Copy out all the records, word for word.

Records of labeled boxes
= = = =
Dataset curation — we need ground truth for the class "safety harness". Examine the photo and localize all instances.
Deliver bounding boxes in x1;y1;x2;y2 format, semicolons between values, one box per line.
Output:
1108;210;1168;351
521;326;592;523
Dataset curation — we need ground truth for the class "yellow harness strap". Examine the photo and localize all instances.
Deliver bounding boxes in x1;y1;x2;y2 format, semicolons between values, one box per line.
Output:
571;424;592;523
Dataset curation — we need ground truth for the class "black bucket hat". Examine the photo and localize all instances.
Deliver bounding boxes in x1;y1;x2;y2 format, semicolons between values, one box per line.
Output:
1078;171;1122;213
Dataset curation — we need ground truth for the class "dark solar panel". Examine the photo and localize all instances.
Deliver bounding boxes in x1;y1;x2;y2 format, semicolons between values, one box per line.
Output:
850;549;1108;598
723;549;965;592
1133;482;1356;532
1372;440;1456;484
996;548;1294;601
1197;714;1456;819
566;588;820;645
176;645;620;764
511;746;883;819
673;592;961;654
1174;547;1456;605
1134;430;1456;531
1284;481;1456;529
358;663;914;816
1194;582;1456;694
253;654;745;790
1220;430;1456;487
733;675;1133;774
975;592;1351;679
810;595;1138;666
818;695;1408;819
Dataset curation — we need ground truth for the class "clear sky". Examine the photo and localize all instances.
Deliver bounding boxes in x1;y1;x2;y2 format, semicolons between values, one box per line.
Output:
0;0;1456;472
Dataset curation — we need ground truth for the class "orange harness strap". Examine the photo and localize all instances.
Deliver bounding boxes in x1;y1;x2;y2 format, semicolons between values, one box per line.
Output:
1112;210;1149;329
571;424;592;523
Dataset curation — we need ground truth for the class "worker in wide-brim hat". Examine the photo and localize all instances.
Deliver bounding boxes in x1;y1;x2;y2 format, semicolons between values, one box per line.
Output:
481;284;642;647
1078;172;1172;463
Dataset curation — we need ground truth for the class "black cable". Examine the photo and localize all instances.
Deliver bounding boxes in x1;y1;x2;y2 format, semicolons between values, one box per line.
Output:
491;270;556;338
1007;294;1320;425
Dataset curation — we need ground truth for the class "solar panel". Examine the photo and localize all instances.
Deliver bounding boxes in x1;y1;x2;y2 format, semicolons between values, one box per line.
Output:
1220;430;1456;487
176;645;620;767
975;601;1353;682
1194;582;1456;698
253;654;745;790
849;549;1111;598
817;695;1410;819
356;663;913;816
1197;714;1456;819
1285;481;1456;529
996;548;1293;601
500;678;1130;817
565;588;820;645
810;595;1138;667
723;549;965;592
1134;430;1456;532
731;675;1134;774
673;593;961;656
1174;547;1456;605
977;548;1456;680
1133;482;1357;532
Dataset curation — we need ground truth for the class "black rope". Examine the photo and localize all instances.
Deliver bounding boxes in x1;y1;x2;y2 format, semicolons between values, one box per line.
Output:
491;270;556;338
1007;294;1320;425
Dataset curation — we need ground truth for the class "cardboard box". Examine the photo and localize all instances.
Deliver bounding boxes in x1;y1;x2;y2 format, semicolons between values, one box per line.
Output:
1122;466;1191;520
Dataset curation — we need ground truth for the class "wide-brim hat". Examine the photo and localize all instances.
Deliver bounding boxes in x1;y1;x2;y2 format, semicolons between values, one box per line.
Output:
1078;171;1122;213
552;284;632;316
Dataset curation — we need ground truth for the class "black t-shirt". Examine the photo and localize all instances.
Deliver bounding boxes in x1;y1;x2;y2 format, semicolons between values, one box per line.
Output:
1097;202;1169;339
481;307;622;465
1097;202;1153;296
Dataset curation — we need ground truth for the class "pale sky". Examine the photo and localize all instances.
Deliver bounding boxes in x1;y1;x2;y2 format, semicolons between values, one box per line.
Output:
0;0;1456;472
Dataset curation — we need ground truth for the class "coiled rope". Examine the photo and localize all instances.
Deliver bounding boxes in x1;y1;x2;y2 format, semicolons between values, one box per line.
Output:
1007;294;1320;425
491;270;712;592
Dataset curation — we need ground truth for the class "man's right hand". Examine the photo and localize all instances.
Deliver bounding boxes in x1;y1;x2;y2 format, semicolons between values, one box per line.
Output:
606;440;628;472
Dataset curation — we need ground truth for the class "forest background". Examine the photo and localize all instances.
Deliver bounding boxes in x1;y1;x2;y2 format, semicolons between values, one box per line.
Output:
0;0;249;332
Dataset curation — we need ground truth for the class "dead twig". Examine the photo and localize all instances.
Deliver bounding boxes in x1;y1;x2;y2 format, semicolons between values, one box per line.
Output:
= = = =
Solution -
Dataset curation — we need ground truth for the class "safety harness". Examine the photo and localize all instances.
Deliver bounding boxes in x1;y1;x2;y2 format, semicolons between values, one box per line.
Output:
1108;210;1168;351
521;326;592;523
Dataset curation — we need ground truth for the class "yellow harness strap". Examine the photo and localize all instances.
Deliver bounding boxes in x1;y1;x2;y2 format, semicolons between values, one box per line.
Output:
571;424;592;523
Dataset curation — we need ground truth for the class "black bucket hat". Examine the photo and localize all instances.
Deliver bounding boxes in x1;y1;x2;y2 format, semicolons between values, one box per line.
Output:
1078;171;1122;213
Dataset curation — we need ground truth for the class "dark solar panel". Examine the photo and localize all instances.
Deliver bounding boxes in x1;y1;x2;y2 format, semicolons between values, one box per line.
Output:
850;549;1108;598
723;549;965;592
1133;482;1356;532
1372;440;1456;484
996;548;1294;601
1197;714;1456;819
566;588;820;645
176;645;620;764
511;746;883;819
673;592;961;654
1174;547;1456;605
1134;430;1456;531
1284;481;1456;529
358;663;914;816
1194;582;1456;694
253;654;745;790
1220;430;1456;487
733;675;1133;774
975;592;1351;679
810;595;1138;666
818;695;1408;819
Dataset curation — we need ground truth for the class "clear sky". Examine the photo and localize all instances.
Deliver bounding boxes in x1;y1;x2;y2 format, semicolons between values, one box per line.
Output:
0;0;1456;472
Dataset curation — we need ground truth for the class "orange harness strap". Examine the photo and localize all instances.
Deliver bounding boxes in x1;y1;x2;y2 format, semicolons between values, one box per line.
Output:
1112;210;1149;329
571;424;592;523
Dataset curation — we need ground truth for the class "worker in wide-brim hat". Examine the photo and localize all instances.
Deliver bounding boxes in x1;y1;x2;y2 format, semicolons between values, one box per line.
Output:
481;284;642;647
1078;172;1172;463
Dataset curation — we need ground truth for the class "black cable". Examine the photo and localize all instances.
Deliver bounding boxes in x1;y1;x2;y2 format, semicolons between values, one box per line.
Output:
491;270;556;338
1007;294;1320;425
Dataset curation — we need ground truth for the class "solar panel". Examine the photo and localize all instances.
Deliver bounding boxes in x1;y1;x2;y2 format, semicolons between values, one box per line.
Output:
1220;430;1456;487
176;645;620;767
975;601;1353;682
1194;582;1456;698
253;654;745;790
849;549;1111;598
817;695;1410;819
356;663;913;816
1197;714;1456;819
1285;481;1456;529
996;548;1293;601
500;678;1130;817
565;588;820;645
810;595;1138;667
723;549;965;592
1134;430;1456;532
731;675;1134;774
673;593;961;656
1174;547;1456;605
977;548;1456;680
1133;482;1357;532
Dataset curation — we need ground truth for the class "black rope". Examine the photo and localize all instances.
Deliver bounding boxes in x1;y1;x2;y2 format, semicolons between values, one box per line.
Output:
491;270;556;338
1007;294;1320;425
Dataset curation — we need ground truth for the class "cardboard box". Examine the photo and localize all instances.
Deliver bounding boxes in x1;y1;x2;y2 format, semicolons between values, one box per line.
Output:
1122;466;1191;520
Dataset curation — we need ground truth for the class "wide-brim hat". Examine the photo and localize all instances.
Deliver bounding boxes in x1;y1;x2;y2 format, semicolons between values, one box per line.
Output:
1078;171;1122;213
552;284;632;316
Dataset curation — we need ground truth for the class "black t-shirt". Examine the photo and localize all instances.
Deliver bounding boxes in x1;y1;x2;y2 format, semicolons between values, one box per line.
Output:
1097;202;1169;339
481;307;622;465
1097;202;1153;296
Dataset curation — we need ground truth for the class "pale sky". Examine the photo and localize all instances.
Deliver bounding boxes in x1;y1;x2;y2 format, semicolons between values, one box per line.
Output:
0;0;1456;472
Dataset curation — we need ground truth for the class "coiled rope". Examine the photo and localize all instances.
Deliver bounding boxes in x1;y1;x2;y2 format, semicolons between values, one box per line.
Output:
1007;294;1320;425
491;270;712;592
Dataset curation — we need ground truth for the class "man's right hand". Examine the photo and localize all instances.
Deliver bounding boxes in x1;y1;x2;y2 format, semicolons between values, one box per line.
Output:
606;440;628;472
Dataset curation — we need ground truth for the class "forest background". Examine the photo and localize all instances.
Deliver bounding boxes in x1;y1;x2;y2 format, semicolons between values, one box per line.
Output:
0;0;249;332
Dataset curation — we need ground truth for the class "dead twig". Examine the photo and localize all instances.
Deliver bounding boxes in x1;y1;x2;y2 format, semicolons between values, one box per line.
Output:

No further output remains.